DATA ROWS:

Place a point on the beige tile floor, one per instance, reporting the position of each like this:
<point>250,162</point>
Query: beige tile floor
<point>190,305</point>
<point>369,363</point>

EXERCISE INSTRUCTIONS: Format the material above as a JSON list of strings, with one string per line and blank lines omitted.

EXERCISE RESULT:
[
  "Place a point on the beige tile floor, one per instance, reporting the position of each like this:",
  "<point>250,162</point>",
  "Query: beige tile floor",
  "<point>190,305</point>",
  "<point>369,363</point>"
]